PROBLEM DESCRIPTION >> Write the records out again, precisely as they stand.

************

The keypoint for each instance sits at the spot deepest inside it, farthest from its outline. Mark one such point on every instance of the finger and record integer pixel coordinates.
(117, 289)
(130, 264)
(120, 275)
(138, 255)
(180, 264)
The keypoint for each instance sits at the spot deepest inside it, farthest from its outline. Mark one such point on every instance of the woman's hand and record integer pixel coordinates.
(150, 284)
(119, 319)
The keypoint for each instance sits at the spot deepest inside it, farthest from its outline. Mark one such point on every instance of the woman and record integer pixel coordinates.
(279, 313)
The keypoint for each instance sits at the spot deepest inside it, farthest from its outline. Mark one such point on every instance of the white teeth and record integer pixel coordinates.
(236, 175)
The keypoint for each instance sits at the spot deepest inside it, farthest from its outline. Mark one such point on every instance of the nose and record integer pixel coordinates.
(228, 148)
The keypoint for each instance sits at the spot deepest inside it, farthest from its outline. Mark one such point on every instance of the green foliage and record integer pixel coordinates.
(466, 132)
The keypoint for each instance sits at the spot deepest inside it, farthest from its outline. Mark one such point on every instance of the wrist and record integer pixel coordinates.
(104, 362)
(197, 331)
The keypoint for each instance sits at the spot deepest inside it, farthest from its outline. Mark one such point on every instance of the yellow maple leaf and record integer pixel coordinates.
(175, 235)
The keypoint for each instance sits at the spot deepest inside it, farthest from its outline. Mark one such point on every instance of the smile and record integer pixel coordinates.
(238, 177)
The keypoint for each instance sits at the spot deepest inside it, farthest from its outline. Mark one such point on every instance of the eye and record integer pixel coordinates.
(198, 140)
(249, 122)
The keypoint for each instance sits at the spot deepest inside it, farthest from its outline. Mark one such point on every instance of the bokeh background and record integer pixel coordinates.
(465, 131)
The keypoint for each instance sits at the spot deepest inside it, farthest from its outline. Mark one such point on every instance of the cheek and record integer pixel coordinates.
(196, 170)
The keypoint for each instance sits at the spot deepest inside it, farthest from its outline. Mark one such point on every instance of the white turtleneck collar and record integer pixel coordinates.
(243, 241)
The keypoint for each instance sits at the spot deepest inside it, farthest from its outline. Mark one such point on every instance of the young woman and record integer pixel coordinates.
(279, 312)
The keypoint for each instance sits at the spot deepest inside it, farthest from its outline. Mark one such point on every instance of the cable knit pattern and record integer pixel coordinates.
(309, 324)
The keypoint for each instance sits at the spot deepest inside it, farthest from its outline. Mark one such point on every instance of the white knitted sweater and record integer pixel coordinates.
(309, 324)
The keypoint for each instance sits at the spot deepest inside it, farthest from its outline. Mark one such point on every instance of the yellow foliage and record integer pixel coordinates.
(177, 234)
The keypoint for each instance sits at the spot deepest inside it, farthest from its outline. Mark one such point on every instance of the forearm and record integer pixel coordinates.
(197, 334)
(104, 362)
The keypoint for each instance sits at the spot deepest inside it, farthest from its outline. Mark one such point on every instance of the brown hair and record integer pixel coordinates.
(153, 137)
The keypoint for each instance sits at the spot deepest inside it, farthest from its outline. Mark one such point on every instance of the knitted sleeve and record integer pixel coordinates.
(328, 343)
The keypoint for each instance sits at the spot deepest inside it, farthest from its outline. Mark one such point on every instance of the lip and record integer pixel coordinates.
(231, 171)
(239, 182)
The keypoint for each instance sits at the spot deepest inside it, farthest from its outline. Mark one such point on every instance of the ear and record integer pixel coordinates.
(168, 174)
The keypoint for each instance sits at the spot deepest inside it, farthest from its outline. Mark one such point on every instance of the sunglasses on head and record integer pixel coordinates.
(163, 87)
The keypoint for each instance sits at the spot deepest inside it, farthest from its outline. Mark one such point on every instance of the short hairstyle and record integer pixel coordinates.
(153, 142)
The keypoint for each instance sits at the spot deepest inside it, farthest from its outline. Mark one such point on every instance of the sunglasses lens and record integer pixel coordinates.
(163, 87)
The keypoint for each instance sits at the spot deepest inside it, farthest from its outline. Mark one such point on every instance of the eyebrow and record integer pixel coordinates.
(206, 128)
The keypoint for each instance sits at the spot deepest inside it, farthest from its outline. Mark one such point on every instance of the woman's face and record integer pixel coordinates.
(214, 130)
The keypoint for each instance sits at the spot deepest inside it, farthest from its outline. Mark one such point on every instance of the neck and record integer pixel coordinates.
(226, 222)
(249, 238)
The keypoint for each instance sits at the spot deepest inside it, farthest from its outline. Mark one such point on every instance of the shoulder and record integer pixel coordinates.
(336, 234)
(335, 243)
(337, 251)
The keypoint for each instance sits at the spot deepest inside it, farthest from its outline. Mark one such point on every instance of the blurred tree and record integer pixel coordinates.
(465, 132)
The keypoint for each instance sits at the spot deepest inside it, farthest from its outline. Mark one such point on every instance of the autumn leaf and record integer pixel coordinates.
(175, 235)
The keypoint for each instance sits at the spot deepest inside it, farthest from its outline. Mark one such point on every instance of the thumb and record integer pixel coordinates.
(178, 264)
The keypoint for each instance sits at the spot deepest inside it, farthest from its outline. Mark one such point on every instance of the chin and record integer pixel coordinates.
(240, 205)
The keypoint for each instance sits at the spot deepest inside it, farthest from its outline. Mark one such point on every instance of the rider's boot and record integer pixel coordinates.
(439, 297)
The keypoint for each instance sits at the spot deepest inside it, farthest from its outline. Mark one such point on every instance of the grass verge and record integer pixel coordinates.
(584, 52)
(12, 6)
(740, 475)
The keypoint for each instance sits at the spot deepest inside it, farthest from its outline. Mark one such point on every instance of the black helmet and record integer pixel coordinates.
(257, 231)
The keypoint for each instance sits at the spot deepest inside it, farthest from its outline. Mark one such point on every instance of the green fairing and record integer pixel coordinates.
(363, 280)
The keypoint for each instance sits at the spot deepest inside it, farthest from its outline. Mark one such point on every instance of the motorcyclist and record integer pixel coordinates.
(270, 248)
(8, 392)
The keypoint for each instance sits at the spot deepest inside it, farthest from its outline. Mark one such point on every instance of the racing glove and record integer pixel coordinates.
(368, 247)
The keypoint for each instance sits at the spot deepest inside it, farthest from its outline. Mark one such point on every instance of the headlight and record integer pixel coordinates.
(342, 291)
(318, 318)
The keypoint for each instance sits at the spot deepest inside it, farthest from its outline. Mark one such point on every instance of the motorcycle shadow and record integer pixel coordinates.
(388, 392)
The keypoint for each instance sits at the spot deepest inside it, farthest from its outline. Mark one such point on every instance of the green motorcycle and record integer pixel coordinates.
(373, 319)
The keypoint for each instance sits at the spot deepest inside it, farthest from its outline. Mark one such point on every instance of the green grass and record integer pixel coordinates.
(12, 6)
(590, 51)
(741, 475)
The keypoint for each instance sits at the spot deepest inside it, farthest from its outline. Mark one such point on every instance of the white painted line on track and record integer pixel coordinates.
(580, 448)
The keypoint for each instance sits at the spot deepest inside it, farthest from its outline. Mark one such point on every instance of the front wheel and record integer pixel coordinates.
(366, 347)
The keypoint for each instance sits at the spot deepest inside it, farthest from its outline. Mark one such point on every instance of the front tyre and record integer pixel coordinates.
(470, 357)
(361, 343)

************

REPLY >>
The keypoint for each instance sits at the spot deepest inside it, farthest from its outline. Mark one such point on every instance of the finger and record integer pixel coordinates.
(117, 289)
(130, 264)
(120, 275)
(138, 255)
(180, 264)
The keypoint for each instance sits at the spot deepest inside it, farthest from its outline. Mark one such point on every instance of the woman's hand and record integer pixel coordinates.
(150, 284)
(119, 319)
The keypoint for each instance sits at the spot deepest inside it, farthest from its outline. Mark one such point on every instance of the woman and record integer pixel coordinates.
(279, 313)
The keypoint for each instance sits at the spot deepest inside it, farthest from its outline. Mark one such point on every instance of the white teeth and record integer pixel coordinates.
(236, 175)
The keypoint for each instance sits at the spot deepest inside it, farthest from its outline. Mark one such point on every instance of the nose and record integer pixel coordinates.
(228, 148)
The keypoint for each instance sits at the spot deepest inside it, farthest from its outline. Mark one such point on every instance of the green foliage and record integer pixel coordinates.
(466, 132)
The keypoint for each instance sits at the spot deepest inside it, farthest from its outline. Mark one such point on every instance of the wrist and record integer pixel coordinates.
(104, 362)
(197, 331)
The keypoint for each instance sits at the spot deepest inside it, farthest from its outline. Mark one such point on every instance of the yellow maple leaf and record integer pixel coordinates.
(175, 235)
The keypoint for each instance sits at the spot deepest inside it, farthest from its outline. Mark one such point on every instance of the smile and record integer pixel coordinates.
(238, 177)
The keypoint for each instance sits at the spot deepest inside it, farthest from its outline. Mark one such point on every instance of the eye and record integer pixel coordinates.
(198, 140)
(249, 122)
The keypoint for each instance sits at the spot deepest inside it, farthest from its outline. Mark one such point on every instance of the bokeh background and record integer pixel coordinates.
(465, 131)
The keypoint for each instance sits at the spot deepest inside it, farthest from its outline. Mark one such point on every instance of the cheek and record integer pixel coordinates.
(196, 170)
The keypoint for each instance sits at the spot deepest inside it, farthest from its outline. Mark one such point on every instance of the white turtleneck collar and record integer pixel coordinates.
(243, 241)
The keypoint for each instance sits at the spot deepest inside it, farthest from its outline. Mark one such point on every instance of the young woman and record integer pixel coordinates.
(279, 312)
The keypoint for each instance sits at the spot deepest inside it, farthest from its outline. Mark one such point on every instance of the cable knit pattern and record integer pixel coordinates.
(309, 324)
The keypoint for each instance sits at the spot deepest inside it, farthest from its outline. Mark one such point on every instance of the white knitted sweater and record integer pixel coordinates.
(309, 324)
The keypoint for each instance sits at the spot deepest inside it, farthest from its outline. Mark one such point on every instance of the yellow foliage and record integer pixel coordinates.
(177, 234)
The keypoint for each instance sits at the spot deepest inside it, farthest from its outline. Mark one such point on every instance of the forearm and record integer pixel coordinates.
(197, 334)
(104, 362)
The keypoint for each instance sits at the spot deepest inside it, farthest from its outline. Mark one such point on every instance of the brown hair and record integer pixel coordinates.
(153, 137)
The keypoint for each instance sits at the spot deepest inside it, farthest from its outline. Mark one such point on every instance of the knitted sleeve and record integer pixel coordinates.
(328, 343)
The keypoint for each instance sits at the spot deepest inside it, farthest from its outline. Mark one such point on every instance of the lip and record integer pixel coordinates.
(231, 171)
(239, 182)
The keypoint for each instance sits at the spot deepest inside it, farthest from its outline. Mark one such point on every instance of the ear and record integer pixel coordinates.
(168, 174)
The keypoint for each instance sits at the spot deepest inside it, farthest from its outline. Mark one such point on every instance of the sunglasses on head and record integer pixel coordinates.
(163, 87)
The keypoint for each instance sits at the spot deepest inside it, farthest from its outline. Mark one such point on every instance of the short hairstyle and record integer pixel coordinates.
(153, 142)
The keypoint for each instance sits at the spot deepest inside it, farthest from its outline. Mark one such point on every instance of the sunglasses lens and record integer pixel coordinates.
(163, 87)
The keypoint for each instance sits at the spot deepest inside it, farthest from its outline. Mark one such point on every instance of the eyebrow and record integer pixel coordinates.
(206, 128)
The keypoint for each instance sits at the spot deepest inside it, farthest from its outline. Mark one such point on every instance of the woman's face and record integer pixel coordinates.
(214, 130)
The keypoint for each instance sits at the spot deepest inside it, farthest from its outline. Mark one such point on every instance of the neck and record integer pixel coordinates.
(226, 222)
(249, 238)
The keypoint for each instance sits at the spot deepest inside it, farthest from its outline. Mark one such point on every instance of the shoulder and record integer pixel coordinates.
(336, 234)
(335, 243)
(337, 251)
The keypoint for each instance sits at the spot deepest inside it, farthest from its outline. Mark one such point on every instance of the blurred tree and record integer pixel coordinates.
(465, 132)
The keypoint for each instance sits at the spot deepest inside it, farthest from its outline. Mark one such point on every instance of the autumn leaf and record integer pixel coordinates.
(175, 235)
The keypoint for each instance sits at the spot deepest inside it, farthest from its outline. Mark one such point on every instance of the thumb and record integer pixel coordinates.
(178, 264)
The keypoint for each instance sits at the spot deepest inside it, farthest from its outline. Mark one such point on every instance of the chin and record integer pixel coordinates.
(240, 205)
The keypoint for each instance sits at the spot deepest inside it, farthest from its outline. Mark one such point on every instance of the rider's boot and record integer pixel coordinates.
(439, 297)
The keypoint for each instance sits at the spot deepest inside it, farthest from its outline. Mark one such point on every instance of the grass verge and record integer pixel coordinates.
(584, 52)
(12, 6)
(740, 475)
The keypoint for each instance sits at the spot deepest inside it, farthest from its outline. Mark one such point on every instance of the black helmet and record integer pixel coordinates.
(257, 231)
The keypoint for each instance sits at the spot deepest inside it, farthest from its outline. Mark one such point on every instance of the green fairing and record integer pixel coordinates.
(363, 280)
The keypoint for each instance sits at the spot deepest inside it, farthest from its outline. Mark one such point on every instance of the motorcyclist and record integer pixel coordinates.
(270, 248)
(8, 392)
The keypoint for each instance sits at the spot deepest inside it, farthest from its outline. Mark one such point on every instance of the racing glove and record integer pixel coordinates.
(368, 247)
The keypoint for each instance sits at the spot deepest inside it, farthest from its outline. Mark one such point on every instance of the headlight and record integer pixel coordinates.
(342, 291)
(318, 318)
The keypoint for each instance sits at the spot deepest inside it, farthest from its outline. Mark one such point on every instance of the motorcycle shadow and record integer pixel coordinates.
(388, 392)
The keypoint for each instance sits at the spot deepest inside it, farthest from its outline. Mark one such point on every instance of the green motorcycle and record integer pixel coordinates.
(373, 319)
The keypoint for each instance sits at the spot deepest inside it, farthest from its outline. Mark one such point on every instance of the green grass and record integer pixel coordinates.
(12, 6)
(590, 51)
(741, 475)
The keypoint for each instance sits at the spot deepest inside it, farthest from its outline. Mark one such point on every instance of the white painted line on track and record integer pixel coordinates.
(580, 448)
The keypoint for each instance sits at the spot deepest inside it, farthest from its outline. Mark one such point on every instance of the front wheel and record integer pixel coordinates.
(366, 347)
The keypoint for each instance sits at the spot deepest inside it, farthest from its outline. Mark one such point on every instance of the front tyre and record integer pixel coordinates.
(470, 357)
(361, 343)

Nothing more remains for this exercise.